Source document:
▶

A controller design for genetic systems that overcomes the context-dependent limitations of other such optimizers has been developed by researchers at New York University Abu Dhabi (NYUAD), the University of Florida, and the University of California, Berkeley. By combining elements of both synthetic biology and genetically encoded biosensors, it adapts to changes in the cell culture environment in real time, allowing rational, robust fine-tuning of cellular processes.
The system develops genetic modules that “locate and track implicit reference signals to create synthetic circuits that can sense and respond to environmental changes, and then adjust their activity for optimal performance,” according to the authors of a recent paper in Nature Communications.
“In cell-based manufacturing, the optimum conditions are often unknown, time-varying, and sensitive to environmental changes,” Andras Gyorgy, PhD, assistant professor electrical engineering and bioengineering, NYUAD, and first author, tells GEN. “The optimizer module ensures this unknown optimum is automatically located and tracked despite environmental perturbations and changes, and without any external intervention. This occurs in a pathway-agnostic fashion, independently of the particular pathway that needs to be regulated.”
The controller “steers the regulated genetic system towards the optimum, but…without explicit knowledge of its location, the objective function…or the pathway that needs to be regulated,” the researchers wrote.
More specifically, the optimizer adjusts the production and decay rate of a set of regulator species. In the study, using parameters that are typical in Escherichia coli, the authors showed that it could locate and track the optimum based on mass action kinetics dynamics. The implementation is underpinned by the interconnection of logic gates, bistable switches, oscillators, and other common biomolecular sensors and actuators. Likewise, it relies on genetic components that already are available: “protein-based transcription controls, inducible degradation via Mesoplasma florum Lon protease and ssrA tag, a repressilator-based oscillator, CRISPRi-based toggle switches, and STAR-based logic gates.”

◀

Extracted data:
▶

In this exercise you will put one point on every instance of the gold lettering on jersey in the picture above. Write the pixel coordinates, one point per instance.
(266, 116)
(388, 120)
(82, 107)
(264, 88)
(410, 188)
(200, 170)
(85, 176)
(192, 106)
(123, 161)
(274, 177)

◀

List of tasks:
1. Can you turn the paragraph of the article on the genetic optimizer that begins "More specifically, the optimizer adjusts" into a short bulleted list that keeps its main facts?
2. Carry on writing the article on the genetic optimizer from where it stops.

Responses in order:
1.
- The optimizer adjusts the production and decay rates of a set of regulator species.
- Using parameters typical of Escherichia coli, the authors showed it could locate and track the optimum based on mass action kinetics dynamics.
- Its implementation rests on interconnected logic gates, bistable switches, oscillators, and other common biomolecular sensors and actuators.
- It relies on genetic components that already exist: protein-based transcription controls, inducible degradation via Mesoplasma florum Lon protease and ssrA tag, a repressilator-based oscillator, CRISPRi-based toggle switches, and STAR-based logic gates.

2.
Closed loop performance can adjust to considerable parameter variations in multiple contexts. This technology can be implemented for minimum/maximum seeking and multi-species optimization. It also can help maintain optimal growth rates despite cellular stress.
“It can be easily integrated with existing pathways and genetically encoded biosensors to ensure its successful deployment in a variety of settings,” the paper notes. The next step is to integrate the modules and test the system.
Applications range from metabolic engineering to sustainable biomanufacturing. Limitations are the lag time between changes in the regulator and its impact on the reporter, and shifts that occur faster than the oscillator period. Therefore, this method may be best-suited to cell cultures in which the environmental shifts occur over many hours.
The MATLAB code to implement and deploy this optimizer are publicly available.